— Page —
As explained above, it is often desirable to back-fill the borehole 14 with grout to protect the rockbolt 56 and anchor 58 from corrosion. To facilitate passage of grout through the tube 80 and past the connected rockbolt 56, a channel 90 is formed in the wall of tube 80 adjacent the inner end 86 such that the channel 90 traverses the area of internal threads 88. That is, the channel 90 has an opening 92 into the hollow portion of the tube 80 and an opening 94 out the inner end 86 of the tube 80. As such, even with the tube 80 and rockbolt 56 connected, a continuous passage exists from the open outer end 84 of the tube 80 out the inner end 86. A single channel 90 is illustrated, however, more than one channel may be utilized as desired. Alternatively, or in addition thereto, the channel 90 can also be formed in the rockbolt 56 itself over a relatively small distance. That is, the channel 90 can be formed from the end 70 of the rockbolt 56 inward to an exit port just past the threads of the rockbolt 56. The channel 90 thereby bypasses the threaded area to allow the continuous passage, but without the cost or reduced strength of a substantially hollowed rockbolt.

While the grout can be injected through tube 80 only, it is preferable to also include the second hollow tube 82 to deliver the grout further inward into the borehole 14 to ensure a more complete fill. The second hollow tube 82 has an outer end 96 configured to sealingly engage the external surface of the first tube 80 about its inner end 86. The tube 82 also has an inner end 97. Various methods of engagement, for example, a threaded connection, thermal adhesion, or chemical adhesion, may be utilized to join the tubes 80, 82. As can be seen in FIG. 2, inner end 86 of tube 80 may have a reduced external diameter such that tube 82 is flush with or slightly recessed from the remainder of tube 80. The internal diameter of tube 82 is greater than the diameter of the rockbolt 56 such that an internal annular space 98 is defined about the rockbolt 56 over the length of the tube 82. As such, a continuous grout passage 100 extends from the open outer end 84 of tube 80, through the channel 90, and out the inner end 97 of tube 82. Tube 82 is preferably manufactured from plastic or the like as it is not subject to a significant load.

To back-fill the borehole 14, grout is injected through open end 84 of tube 80. Since the opening in end 84 is on the end surface of the rockbolt assembly 50, as opposed to the prior art side opening 26 which may be located at any angular position about the borehole 14, it is generally easier for the grout operator to locate the opening. Additionally, since the open end 84 provides a direct opening into the passage 100 and there are no other junctures, a grout sealer is not required. This is preferred as many prior art sealers 30 interfere with the threads of the prior art rockbolt 16 causing operational difficulty or undesirable stresses on the rockbolt 16. The injected grout travels through the channel 90 into the internal annular space 98 of tube 82. The grout exits the open end 97 of tube 82 where it is delivered adjacent the inner end of the rockbolt 56 and the anchor 58. After filling the inner end, the grout fills backward or outward around the outside of the tube assembly 54 to completely fill the borehole 14. The check port 28 provides a visual indicator of the return flow of grout.

— Dataset —
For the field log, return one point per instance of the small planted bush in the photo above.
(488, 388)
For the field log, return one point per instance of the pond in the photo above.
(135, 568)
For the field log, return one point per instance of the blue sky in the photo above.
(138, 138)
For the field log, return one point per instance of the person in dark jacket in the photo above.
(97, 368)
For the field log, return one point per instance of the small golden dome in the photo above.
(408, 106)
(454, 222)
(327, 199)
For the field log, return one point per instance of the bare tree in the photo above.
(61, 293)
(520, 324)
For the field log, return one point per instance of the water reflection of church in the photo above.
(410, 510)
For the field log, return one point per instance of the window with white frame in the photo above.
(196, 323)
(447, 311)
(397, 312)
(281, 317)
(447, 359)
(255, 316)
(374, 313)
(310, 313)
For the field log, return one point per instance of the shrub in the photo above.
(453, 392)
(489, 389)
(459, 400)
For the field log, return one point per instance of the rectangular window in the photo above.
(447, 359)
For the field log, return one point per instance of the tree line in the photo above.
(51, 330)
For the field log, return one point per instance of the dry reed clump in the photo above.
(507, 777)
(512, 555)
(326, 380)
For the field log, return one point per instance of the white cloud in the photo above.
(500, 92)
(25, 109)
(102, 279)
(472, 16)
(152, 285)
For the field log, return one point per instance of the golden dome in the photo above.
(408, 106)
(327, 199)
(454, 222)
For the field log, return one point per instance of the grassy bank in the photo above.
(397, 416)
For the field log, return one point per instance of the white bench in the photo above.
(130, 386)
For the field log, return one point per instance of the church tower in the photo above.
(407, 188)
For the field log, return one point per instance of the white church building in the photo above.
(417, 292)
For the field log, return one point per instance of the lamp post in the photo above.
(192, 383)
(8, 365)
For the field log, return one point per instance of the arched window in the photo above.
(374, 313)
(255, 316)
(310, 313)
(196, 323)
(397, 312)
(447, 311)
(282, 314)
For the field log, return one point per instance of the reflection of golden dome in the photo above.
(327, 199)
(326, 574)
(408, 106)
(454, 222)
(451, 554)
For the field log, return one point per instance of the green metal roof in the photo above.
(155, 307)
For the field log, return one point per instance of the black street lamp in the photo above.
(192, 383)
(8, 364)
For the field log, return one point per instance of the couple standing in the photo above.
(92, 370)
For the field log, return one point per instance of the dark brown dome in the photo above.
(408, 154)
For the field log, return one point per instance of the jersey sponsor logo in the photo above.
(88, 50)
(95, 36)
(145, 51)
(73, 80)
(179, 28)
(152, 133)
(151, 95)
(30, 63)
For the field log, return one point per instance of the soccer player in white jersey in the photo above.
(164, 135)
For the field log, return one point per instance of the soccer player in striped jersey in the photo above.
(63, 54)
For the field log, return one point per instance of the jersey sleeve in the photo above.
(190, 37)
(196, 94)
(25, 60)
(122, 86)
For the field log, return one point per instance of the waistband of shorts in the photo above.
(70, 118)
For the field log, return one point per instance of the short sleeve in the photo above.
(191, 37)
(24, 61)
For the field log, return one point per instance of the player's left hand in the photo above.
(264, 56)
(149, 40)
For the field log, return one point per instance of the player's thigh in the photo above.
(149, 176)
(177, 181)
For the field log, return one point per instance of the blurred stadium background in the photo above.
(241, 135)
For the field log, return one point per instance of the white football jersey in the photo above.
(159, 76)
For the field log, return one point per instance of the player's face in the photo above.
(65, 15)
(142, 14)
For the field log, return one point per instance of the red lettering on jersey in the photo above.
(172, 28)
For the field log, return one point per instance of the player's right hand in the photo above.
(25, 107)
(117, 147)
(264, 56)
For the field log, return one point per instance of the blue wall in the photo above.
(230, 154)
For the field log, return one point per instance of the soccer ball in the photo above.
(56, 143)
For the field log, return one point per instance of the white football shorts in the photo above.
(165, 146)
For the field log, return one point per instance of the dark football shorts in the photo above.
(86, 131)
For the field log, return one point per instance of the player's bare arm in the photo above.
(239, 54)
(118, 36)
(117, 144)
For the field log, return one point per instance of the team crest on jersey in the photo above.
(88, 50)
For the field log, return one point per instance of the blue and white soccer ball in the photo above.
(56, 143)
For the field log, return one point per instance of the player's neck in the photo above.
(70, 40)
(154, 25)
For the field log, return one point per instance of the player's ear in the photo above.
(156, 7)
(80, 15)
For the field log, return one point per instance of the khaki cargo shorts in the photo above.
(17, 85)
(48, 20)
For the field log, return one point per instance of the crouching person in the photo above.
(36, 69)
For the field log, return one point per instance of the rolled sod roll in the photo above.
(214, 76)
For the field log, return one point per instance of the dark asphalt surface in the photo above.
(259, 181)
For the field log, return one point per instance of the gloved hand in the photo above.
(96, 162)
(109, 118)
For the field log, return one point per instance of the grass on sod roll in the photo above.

— Tasks and exercises —
1. Translate this sentence from the rockbolt grouting text above into Spanish: "Tube 82 is preferably manufactured from plastic or the like as it is not subject to a significant load."
2. According to the rockbolt grouting text above, why is no grout sealer needed when grout is injected through open end 84, and why is that an advantage?
3. Carry on the rockbolt grouting text above, starting right after its last sentence about the check port 28.

— Expected responses —
1. El tubo 82 se fabrica preferentemente de plástico o de un material similar, ya que no está sometido a una carga significativa.

2. No sealer is needed because open end 84 opens directly into passage 100, with no other junctures. This is an advantage because many prior art sealers 30 interfere with the threads of the prior art rockbolt 16, which causes operational difficulty or undesirable stresses on the rockbolt.

3.
Referring to FIGS. 4-6, a rockbolt assembly 110 that is a second embodiment of the present invention is shown. The rockbolt assembly 110 is similar in all respects to the first embodiment except for the tube assembly 114. Tube assembly 114 comprises a single hollow tube 116 having outer and inner open ends 118, 120. The outer end 118 has external threads 122 configured to mate with the threads of nut 60. The tube 116 has a radially, inwardly extending threaded shoulder 124 extending into the hollow tube 116 between the ends 118, 120, thereby defining spaced chambers 128 and 130. The shoulder 124 is preferably proximate the outer end 118, but can be positioned anywhere between the ends 118, 120. The threads 126 of shoulder 124 are configured to mate with the threaded end 70 of the rockbolt 56. At least one channel 132 extends through the shoulder 124 to connect the chambers 128, 130 such that a continuous passage is defined between the open ends 118 and 120. The rockbolt assembly 110 is utilized in a manner similar to that described above with respect to the first embodiment.

Claims

1. A device for securing a rockbolt within a borehole, the rockbolt having a threaded free end and a second end associated with an anchor, the device comprising:

a tube assembly having open first and second ends, an internal threaded portion adapted to engage the rockbolt free end, and an internal passage, including at least one channel traversing the threaded portion, extending between the ends of the tube assembly to define a continuous material passage from the first end out the second end; the tube assembly including first and second tubes sealingly interconnected with the first tube having an end with an external circumferential recess configured to be received in the second tube; and
a nut configured to engage the first end of the tube assembly such that actuation of the nut relative to the tube assembly tensions the rockbolt which causes engagement of the anchor.

2. The device of claim 1 wherein the first tube is manufactured from metal and the second tube is manufactured from plastic.

3. The device of claim 1 wherein the first and second tubes are threadably interconnected.

4. The device of claim 1 further comprising a surface plate having an aperture therethrough adapted to be positioned about the borehole and to receive the tube assembly.

5. The device of claim 4 wherein the nut directly engages the surface plate.

6. The device of claim 4 wherein the surface plate has a raised portion and the nut has a tapered radial surface configured to directly engage the raised portion.

7. The device of claim 1 wherein the threaded portion is defined along an internal surface of an internally extending shelf.

8. The device of claim 7 wherein the internally extending shelf is positioned proximate the first end of the tube assembly.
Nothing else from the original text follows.